> _RECORDS FOR THIS EXERCISE_:

--

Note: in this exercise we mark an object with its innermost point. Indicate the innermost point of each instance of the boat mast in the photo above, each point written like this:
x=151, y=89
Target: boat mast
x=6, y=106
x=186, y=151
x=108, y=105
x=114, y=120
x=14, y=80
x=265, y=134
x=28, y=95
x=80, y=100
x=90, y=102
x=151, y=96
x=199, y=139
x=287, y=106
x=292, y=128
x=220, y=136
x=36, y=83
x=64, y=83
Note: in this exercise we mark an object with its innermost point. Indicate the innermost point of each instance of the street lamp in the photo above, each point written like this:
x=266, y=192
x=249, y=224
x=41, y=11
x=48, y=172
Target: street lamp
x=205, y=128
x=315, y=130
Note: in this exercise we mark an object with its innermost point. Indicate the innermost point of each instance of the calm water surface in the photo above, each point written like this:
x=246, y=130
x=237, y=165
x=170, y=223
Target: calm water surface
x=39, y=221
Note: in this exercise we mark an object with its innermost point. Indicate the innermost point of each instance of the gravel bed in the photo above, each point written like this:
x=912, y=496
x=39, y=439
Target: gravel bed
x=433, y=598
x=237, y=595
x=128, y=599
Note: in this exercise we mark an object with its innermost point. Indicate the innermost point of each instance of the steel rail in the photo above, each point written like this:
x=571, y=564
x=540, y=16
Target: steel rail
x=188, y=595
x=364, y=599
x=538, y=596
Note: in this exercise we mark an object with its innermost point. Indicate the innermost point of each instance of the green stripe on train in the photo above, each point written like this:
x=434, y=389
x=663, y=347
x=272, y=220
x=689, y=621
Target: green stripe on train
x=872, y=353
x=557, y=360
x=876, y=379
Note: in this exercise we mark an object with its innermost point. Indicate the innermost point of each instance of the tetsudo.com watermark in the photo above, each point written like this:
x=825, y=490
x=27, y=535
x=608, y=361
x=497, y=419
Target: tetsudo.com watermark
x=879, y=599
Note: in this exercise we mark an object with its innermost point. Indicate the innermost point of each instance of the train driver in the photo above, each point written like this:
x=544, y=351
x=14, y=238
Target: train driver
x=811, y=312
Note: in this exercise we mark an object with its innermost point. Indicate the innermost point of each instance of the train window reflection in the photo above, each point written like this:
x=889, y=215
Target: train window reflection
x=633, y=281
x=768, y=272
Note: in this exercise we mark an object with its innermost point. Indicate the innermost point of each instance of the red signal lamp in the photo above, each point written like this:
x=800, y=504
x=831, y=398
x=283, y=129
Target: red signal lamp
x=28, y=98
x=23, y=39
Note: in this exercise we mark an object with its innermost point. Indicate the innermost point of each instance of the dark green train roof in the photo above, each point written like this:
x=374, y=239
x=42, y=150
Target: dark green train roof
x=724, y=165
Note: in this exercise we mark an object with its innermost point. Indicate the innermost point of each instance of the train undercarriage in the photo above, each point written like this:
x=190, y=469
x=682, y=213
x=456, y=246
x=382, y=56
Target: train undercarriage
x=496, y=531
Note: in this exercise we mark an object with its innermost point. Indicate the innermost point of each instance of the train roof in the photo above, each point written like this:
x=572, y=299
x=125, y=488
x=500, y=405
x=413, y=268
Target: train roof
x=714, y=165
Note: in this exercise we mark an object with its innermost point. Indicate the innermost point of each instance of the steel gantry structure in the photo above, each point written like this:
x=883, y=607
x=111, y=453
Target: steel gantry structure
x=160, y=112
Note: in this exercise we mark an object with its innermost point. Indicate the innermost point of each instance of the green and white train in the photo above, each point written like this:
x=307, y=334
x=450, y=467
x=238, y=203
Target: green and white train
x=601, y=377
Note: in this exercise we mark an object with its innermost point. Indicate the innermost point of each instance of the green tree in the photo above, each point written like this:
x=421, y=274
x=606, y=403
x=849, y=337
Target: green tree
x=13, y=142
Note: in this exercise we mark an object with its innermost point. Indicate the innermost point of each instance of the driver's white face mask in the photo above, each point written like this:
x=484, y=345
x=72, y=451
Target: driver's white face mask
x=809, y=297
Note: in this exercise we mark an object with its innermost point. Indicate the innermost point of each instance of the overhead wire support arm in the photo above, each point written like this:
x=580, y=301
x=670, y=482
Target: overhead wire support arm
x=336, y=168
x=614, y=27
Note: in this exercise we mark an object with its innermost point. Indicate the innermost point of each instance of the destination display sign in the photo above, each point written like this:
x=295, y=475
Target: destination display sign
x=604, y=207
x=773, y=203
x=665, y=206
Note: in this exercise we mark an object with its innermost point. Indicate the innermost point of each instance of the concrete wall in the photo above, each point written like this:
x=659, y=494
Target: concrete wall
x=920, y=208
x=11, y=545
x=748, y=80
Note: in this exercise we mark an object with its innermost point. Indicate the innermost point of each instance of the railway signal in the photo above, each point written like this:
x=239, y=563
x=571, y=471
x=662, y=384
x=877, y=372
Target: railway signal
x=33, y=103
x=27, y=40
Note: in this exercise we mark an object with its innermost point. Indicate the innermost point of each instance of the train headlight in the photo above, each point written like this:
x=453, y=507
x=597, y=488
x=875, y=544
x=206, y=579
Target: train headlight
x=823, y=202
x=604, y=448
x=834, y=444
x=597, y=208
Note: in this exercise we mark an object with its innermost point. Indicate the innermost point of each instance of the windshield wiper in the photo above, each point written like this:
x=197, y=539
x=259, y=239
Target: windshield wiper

--

In full and without any edits, output the material above.

Note: in this exercise we mark an object with its innermost point. Indicate the innermost point of each instance of the boat mast in the photo above, each point written like this:
x=151, y=89
Target: boat mast
x=6, y=106
x=186, y=151
x=108, y=105
x=114, y=120
x=14, y=80
x=265, y=134
x=28, y=95
x=80, y=100
x=90, y=102
x=151, y=96
x=199, y=139
x=287, y=106
x=292, y=128
x=220, y=136
x=36, y=83
x=64, y=83
Note: in this exercise we mark an object with its innermost point. Indicate the innermost point of each instance of the street lamp in the photo above, each point written like this:
x=266, y=192
x=249, y=224
x=41, y=11
x=48, y=172
Target: street lamp
x=205, y=128
x=315, y=130
Note: in this exercise we mark an object with its innermost point. Indicate the innermost point of each instance of the calm water surface in the photo above, each point written like this:
x=246, y=130
x=237, y=165
x=170, y=223
Target: calm water surface
x=39, y=221
Note: in this exercise we mark an object with its innermost point. Indicate the innermost point of each instance of the gravel bed in the photo above, each point written like this:
x=912, y=496
x=39, y=439
Target: gravel bed
x=433, y=598
x=237, y=595
x=128, y=599
Note: in this exercise we mark an object with its innermost point. Indicate the innermost point of each instance of the steel rail in the photo above, each point written like this:
x=571, y=564
x=540, y=16
Target: steel rail
x=188, y=595
x=364, y=599
x=538, y=596
Note: in this exercise we mark an object with its innermost point. Indicate the innermost point of each instance of the green stripe on train in the photo above, each point written like this:
x=434, y=389
x=663, y=347
x=272, y=220
x=689, y=621
Target: green stripe on train
x=872, y=353
x=557, y=360
x=876, y=379
Note: in this exercise we mark an object with its innermost point. Indicate the innermost point of each instance of the tetsudo.com watermark in the photo above, each point written like this:
x=825, y=490
x=27, y=535
x=608, y=361
x=497, y=419
Target: tetsudo.com watermark
x=879, y=599
Note: in this exercise we mark an object with its innermost point. Indicate the innermost point of each instance of the train driver in the photo above, each point written like this:
x=544, y=351
x=14, y=238
Target: train driver
x=811, y=312
Note: in this exercise we mark an object with its innermost point. Indicate the innermost point of each instance of the train window reflection in the photo above, each point written like this:
x=889, y=215
Target: train window reflection
x=633, y=281
x=768, y=272
Note: in this exercise we mark an object with its innermost point. Indicate the innermost point of each instance of the red signal lamp in the photo above, each point written like this:
x=800, y=504
x=831, y=398
x=283, y=129
Target: red signal lamp
x=28, y=98
x=23, y=39
Note: in this exercise we mark an object with its innermost point. Indicate the innermost point of each instance of the dark green train roof in the photo above, each point written like this:
x=374, y=239
x=42, y=150
Target: dark green train roof
x=724, y=165
Note: in this exercise we mark an object with its innermost point. Indicate the innermost point of each instance of the train undercarriage in the photo above, each point written like this:
x=190, y=469
x=682, y=213
x=456, y=246
x=382, y=56
Target: train undercarriage
x=496, y=531
Note: in this exercise we mark an object with its innermost point. Indicate the innermost point of each instance of the train roof in the photo above, each point written like this:
x=572, y=299
x=125, y=488
x=500, y=405
x=413, y=268
Target: train roof
x=714, y=165
Note: in this exercise we mark an object with its innermost point. Indicate the innermost point of each instance of the steel gantry structure in the photo above, each point written like this:
x=883, y=607
x=111, y=453
Target: steel gantry structure
x=160, y=112
Note: in this exercise we mark an object with its innermost point. Indicate the innermost point of each instance of the green and white train in the photo above, each point written like this:
x=307, y=334
x=450, y=467
x=238, y=203
Target: green and white train
x=601, y=377
Note: in this exercise we mark an object with its innermost point. Indicate the innermost point of each instance of the green tree in the photo above, each point written like this:
x=421, y=274
x=606, y=403
x=849, y=337
Target: green tree
x=13, y=142
Note: in this exercise we mark an object with its innermost point. Indicate the innermost point of each instance of the driver's white face mask in the photo above, each point written like this:
x=484, y=345
x=72, y=451
Target: driver's white face mask
x=809, y=297
Note: in this exercise we mark an object with its innermost point. Indicate the innermost point of each instance of the overhead wire support arm in the photo above, each point written like this:
x=580, y=301
x=670, y=482
Target: overhead wire support arm
x=336, y=168
x=614, y=27
Note: in this exercise we mark an object with its innermost point. Indicate the innermost point of each instance of the destination display sign in the photo above, each point written like this:
x=295, y=475
Target: destination display sign
x=604, y=207
x=773, y=203
x=665, y=206
Note: in this exercise we mark an object with its innermost point. Indicate the innermost point of each instance of the concrete wall in the photo above, each point written like this:
x=659, y=494
Target: concrete wall
x=920, y=208
x=11, y=545
x=748, y=80
Note: in this exercise we mark an object with its innermost point. Indicate the innermost point of each instance of the railway signal in the photo above, each point written like this:
x=239, y=563
x=571, y=471
x=662, y=384
x=877, y=372
Target: railway signal
x=33, y=103
x=27, y=40
Note: in this exercise we mark an object with its innermost point. Indicate the innermost point of each instance of the train headlight in the photo above, each point written like this:
x=453, y=507
x=597, y=488
x=875, y=544
x=206, y=579
Target: train headlight
x=823, y=202
x=604, y=448
x=834, y=444
x=597, y=208
Note: in this exercise we mark an object with its innermost point. Indicate the innermost point of each instance of the windshield wiper in the photo above, each point written like this:
x=197, y=539
x=259, y=239
Target: windshield wiper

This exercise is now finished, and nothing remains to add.